### To do
**a)** List every state abbreviation given in the Form 8-K filing as a location of the properties being sold.
**b)** Write the next part of the Form 8-K filing, picking up after its final sentence about the sale of the properties.

::: Extract :::

SECURITIES AND EXCHANGE COMMISSION

Washington, D.C. 20549

 


 

FORM 8-K

 


 

CURRENT REPORT

Pursuant to Section 13 or 15(d) of the

Securities Exchange Act of 1934

 

Date of Report (Date of earliest event reported):  March 7, 2017 (March 1, 2017)

 

INVESTORS REAL ESTATE TRUST

(Exact name of Registrant as specified in its charter)

 


 

North Dakota

 

001-35624

 

45-0311232

(State or Other Jurisdiction
of Incorporation or Organization)

 

(Commission File Number)

 

(I.R.S. Employer Identification No.)

 

1400 31st Avenue SW, Suite 60
Post Office Box 1988
Minot, ND 58702-1988

(Address of principal executive offices) (Zip code)

 

(701) 837-4738

(Registrant’s telephone number, including area code)

 

Not Applicable

(Former name or former address, if changed from last report)

 

Check the appropriate box below if the Form 8-K filing is intended to simultaneously satisfy the filing obligation of the registrant under any of the following provisions:

 

o                 Written communications pursuant to Rule 425 under the Securities Act (17 CFR 230.425)

 

o                 Soliciting material pursuant to Rule 14a-12 under the Exchange Act (17 CFR 240.14a-12)

 

o                 Pre-commencement communications pursuant to Rule 14d-2(b) under the Exchange Act (17 CFR 240.14d-2(b))

 

o                 Pre-commencement communications pursuant to Rule 13e-4(c) under the Exchange Act (17 CFR 240.13e-4(c))

 

 

 



 

Item 2.01.                                        Completion of Acquisition or Disposition of Assets.

 

As previously disclosed in a Current Report on Form 8-K filed with the Securities and Exchange Commission (“SEC”) on August 31, 2016, IRET Properties, a North Dakota Limited Partnership and the operating partnership of Investors Real Estate Trust (“Company”), and various of its subsidiaries (collectively, “IRET”) entered into six separate Agreements for Sale and Purchase of Property (collectively, the “Agreements”) to sell 26 senior housing properties and one multifamily property located in MN, MT, NE, ND, SD and WY (collectively, “Properties”) for approximately $236.0 million in cash, with Edgewood Properties Management LLC, Edgewood Properties, LLP and various of its affiliates and subsidiaries who are tenants that leased and operated the properties (collectively, “Buyer”).

::: The data :::

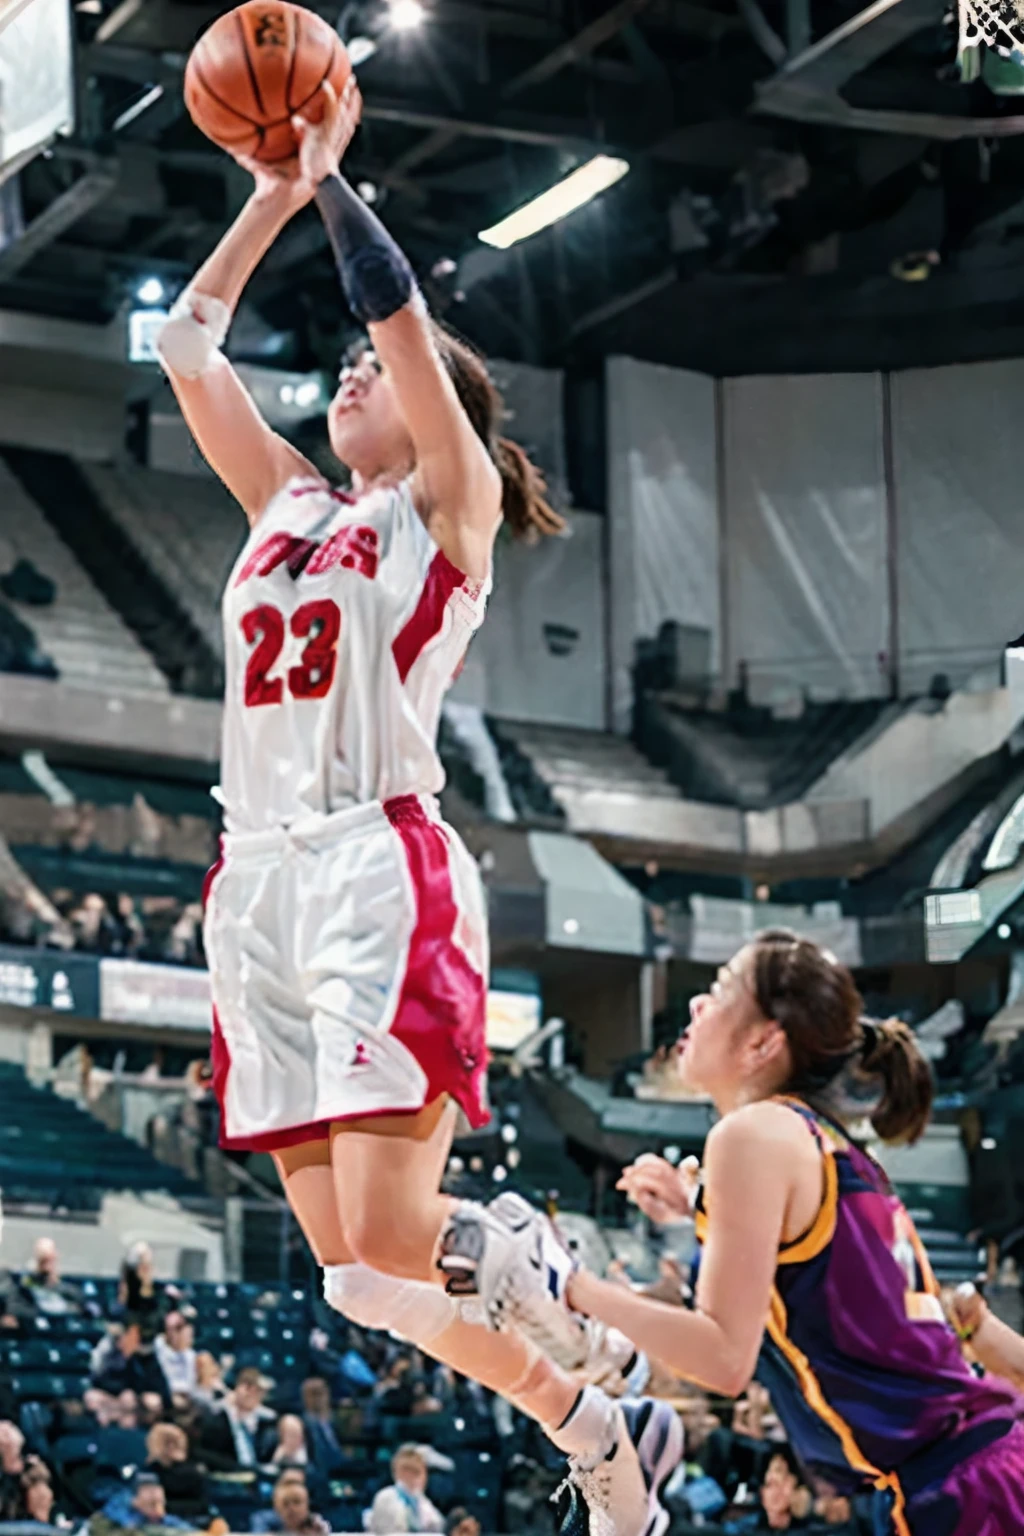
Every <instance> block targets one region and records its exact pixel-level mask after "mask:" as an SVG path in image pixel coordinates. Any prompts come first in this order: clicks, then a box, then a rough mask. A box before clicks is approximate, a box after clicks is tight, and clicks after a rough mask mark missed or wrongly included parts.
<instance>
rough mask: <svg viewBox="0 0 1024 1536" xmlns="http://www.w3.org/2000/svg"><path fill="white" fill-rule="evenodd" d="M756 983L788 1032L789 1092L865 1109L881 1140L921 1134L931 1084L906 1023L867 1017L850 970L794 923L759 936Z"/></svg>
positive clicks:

:::

### Expected responses
**a)** MN, MT, NE, ND, SD, WY

**b)**
 

As of March 1, 2017, IRET completed the sales of 23 of the Properties pursuant to four of the Agreements for a combined sales price of $185.6 million. The sales pursuant to the remaining two Agreements are expected to be completed no later than April 28, 2017, although such sales remain subject to customary closing conditions and, accordingly, no assurances can be given as to the timing or successful completion of the sales of these remaining Properties.

 

The above description of the Agreements is a summary only and is qualified in its entirety by reference to the full text of the Agreements, copies of which were previously filed as Exhibits 10.1 through 10.6 to the Company’s Quarterly Report on Form 10-Q filed with the SEC on December 12, 2016, and are incorporated herein by reference.

 

In connection with the completion of the sales pursuant to the four Agreements and the assumed closing of the sales pursuant to the remaining two Agreements, the Company is filing, as Exhibit 99.1 hereto, pro forma financial information, which is incorporated herein by reference.

 

Item 7.01.                                        Regulation FD Disclosure.

 

On March 7, 2017, the Company issued a press release announcing the status of the closings of the Agreements, as described above under Item 2.01, among other things, which is attached hereto as Exhibit 99.2 (“Press Release”), and is hereby incorporated by reference.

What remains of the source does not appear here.